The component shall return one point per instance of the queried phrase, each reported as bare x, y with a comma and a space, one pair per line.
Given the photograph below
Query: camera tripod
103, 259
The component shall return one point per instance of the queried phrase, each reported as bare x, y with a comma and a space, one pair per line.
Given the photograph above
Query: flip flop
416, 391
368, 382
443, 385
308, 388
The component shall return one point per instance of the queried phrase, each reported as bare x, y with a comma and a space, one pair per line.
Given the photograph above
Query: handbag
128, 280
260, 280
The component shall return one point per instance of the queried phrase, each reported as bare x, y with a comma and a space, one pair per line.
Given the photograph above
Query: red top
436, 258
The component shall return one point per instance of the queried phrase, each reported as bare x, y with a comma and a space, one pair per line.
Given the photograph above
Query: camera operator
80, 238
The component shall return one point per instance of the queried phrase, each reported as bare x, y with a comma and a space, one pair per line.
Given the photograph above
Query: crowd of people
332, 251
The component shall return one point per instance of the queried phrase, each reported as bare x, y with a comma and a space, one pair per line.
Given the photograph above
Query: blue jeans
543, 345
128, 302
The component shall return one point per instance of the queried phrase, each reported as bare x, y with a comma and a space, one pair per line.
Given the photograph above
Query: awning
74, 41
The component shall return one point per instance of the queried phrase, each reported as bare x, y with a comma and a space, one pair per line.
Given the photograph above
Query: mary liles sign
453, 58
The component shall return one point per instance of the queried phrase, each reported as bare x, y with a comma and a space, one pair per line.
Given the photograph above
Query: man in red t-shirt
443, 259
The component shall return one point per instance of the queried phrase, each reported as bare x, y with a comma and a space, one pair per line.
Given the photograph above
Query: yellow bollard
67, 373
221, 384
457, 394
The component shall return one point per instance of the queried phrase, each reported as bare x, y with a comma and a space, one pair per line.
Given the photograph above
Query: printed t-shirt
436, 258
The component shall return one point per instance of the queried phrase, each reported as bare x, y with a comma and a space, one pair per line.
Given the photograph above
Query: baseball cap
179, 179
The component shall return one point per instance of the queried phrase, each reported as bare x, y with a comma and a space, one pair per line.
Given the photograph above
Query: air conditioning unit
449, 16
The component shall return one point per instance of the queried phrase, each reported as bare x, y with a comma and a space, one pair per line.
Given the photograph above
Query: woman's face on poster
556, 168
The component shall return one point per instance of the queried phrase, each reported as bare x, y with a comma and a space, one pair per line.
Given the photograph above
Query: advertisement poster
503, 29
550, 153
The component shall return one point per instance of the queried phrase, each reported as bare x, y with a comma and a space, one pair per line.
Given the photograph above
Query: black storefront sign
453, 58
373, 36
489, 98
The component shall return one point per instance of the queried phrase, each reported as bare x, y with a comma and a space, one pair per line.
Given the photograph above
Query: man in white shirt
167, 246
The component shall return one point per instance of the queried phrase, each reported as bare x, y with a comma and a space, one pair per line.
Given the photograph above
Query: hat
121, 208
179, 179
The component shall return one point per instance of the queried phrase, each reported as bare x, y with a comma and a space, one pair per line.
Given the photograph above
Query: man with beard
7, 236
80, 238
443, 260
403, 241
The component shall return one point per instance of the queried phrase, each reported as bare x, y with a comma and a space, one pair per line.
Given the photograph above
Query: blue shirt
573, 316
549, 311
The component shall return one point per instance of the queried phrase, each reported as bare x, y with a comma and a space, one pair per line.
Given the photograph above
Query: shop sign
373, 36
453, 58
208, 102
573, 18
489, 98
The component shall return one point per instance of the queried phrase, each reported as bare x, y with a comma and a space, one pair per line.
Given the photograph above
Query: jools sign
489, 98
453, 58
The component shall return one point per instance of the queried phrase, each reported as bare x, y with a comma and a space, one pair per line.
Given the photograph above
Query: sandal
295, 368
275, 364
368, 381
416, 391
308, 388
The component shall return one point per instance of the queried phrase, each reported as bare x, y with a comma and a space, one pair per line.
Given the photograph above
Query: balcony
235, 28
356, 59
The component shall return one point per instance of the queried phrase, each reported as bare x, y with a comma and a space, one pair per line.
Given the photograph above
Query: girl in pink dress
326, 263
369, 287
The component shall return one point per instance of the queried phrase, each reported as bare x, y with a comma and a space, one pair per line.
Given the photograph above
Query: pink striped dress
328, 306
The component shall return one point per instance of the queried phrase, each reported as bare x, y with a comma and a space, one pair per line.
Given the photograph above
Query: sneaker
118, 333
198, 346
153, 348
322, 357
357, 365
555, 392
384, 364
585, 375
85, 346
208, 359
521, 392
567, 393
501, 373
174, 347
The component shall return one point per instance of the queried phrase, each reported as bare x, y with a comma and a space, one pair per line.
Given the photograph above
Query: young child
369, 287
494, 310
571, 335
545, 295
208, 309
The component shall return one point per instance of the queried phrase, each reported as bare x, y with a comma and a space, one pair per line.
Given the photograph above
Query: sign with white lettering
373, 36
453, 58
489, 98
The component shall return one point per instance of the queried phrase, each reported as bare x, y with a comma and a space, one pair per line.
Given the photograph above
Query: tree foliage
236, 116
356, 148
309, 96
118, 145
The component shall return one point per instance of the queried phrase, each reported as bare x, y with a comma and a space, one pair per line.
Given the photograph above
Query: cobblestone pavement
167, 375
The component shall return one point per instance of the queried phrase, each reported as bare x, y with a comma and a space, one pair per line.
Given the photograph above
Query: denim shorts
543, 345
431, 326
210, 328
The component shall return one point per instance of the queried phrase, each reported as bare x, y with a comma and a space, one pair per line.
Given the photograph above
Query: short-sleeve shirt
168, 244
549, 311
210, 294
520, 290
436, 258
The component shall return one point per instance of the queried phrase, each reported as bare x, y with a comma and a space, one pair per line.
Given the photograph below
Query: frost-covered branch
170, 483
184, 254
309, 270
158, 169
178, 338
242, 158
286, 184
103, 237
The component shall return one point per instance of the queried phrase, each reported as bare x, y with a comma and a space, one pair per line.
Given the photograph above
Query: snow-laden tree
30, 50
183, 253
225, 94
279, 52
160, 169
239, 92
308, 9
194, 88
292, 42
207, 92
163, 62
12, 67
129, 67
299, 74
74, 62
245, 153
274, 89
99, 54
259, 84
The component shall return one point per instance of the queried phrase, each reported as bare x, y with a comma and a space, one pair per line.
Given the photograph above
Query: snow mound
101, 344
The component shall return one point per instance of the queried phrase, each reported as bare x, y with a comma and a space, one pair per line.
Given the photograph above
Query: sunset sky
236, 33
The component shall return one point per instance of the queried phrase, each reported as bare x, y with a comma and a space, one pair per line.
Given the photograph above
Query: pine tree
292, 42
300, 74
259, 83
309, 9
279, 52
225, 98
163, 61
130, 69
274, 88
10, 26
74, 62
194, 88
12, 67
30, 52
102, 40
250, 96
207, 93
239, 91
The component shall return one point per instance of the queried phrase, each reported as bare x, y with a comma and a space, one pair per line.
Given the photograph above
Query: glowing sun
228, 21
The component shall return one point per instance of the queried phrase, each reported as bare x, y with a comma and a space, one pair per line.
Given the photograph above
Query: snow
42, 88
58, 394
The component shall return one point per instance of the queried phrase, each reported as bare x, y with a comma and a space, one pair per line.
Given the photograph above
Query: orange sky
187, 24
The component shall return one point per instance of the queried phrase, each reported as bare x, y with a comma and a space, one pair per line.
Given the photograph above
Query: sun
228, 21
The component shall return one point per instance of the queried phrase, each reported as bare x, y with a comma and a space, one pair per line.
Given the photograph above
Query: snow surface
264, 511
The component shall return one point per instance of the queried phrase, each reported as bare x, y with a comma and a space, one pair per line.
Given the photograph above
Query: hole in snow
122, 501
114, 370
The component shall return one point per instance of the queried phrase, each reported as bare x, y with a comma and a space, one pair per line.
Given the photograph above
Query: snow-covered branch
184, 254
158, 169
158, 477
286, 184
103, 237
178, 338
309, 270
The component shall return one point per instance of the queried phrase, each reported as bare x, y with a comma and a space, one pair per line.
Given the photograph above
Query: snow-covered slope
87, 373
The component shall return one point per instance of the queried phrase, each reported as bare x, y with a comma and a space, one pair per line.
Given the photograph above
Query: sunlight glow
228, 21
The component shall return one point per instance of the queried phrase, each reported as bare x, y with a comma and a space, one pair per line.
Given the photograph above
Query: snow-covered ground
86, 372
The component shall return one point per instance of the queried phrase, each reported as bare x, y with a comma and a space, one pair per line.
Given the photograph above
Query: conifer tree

****************

■ **Given instruction**:
Select every line of the records above that contains the string "snow", treating uppercase and lowercase as different.

■ **Answer to this exercise**:
Query: snow-laden tree
Query: snow mound
Query: snow
Query: snow surface
Query: hole in snow
Query: snow-covered branch
Query: snow-covered slope
Query: snow-covered ground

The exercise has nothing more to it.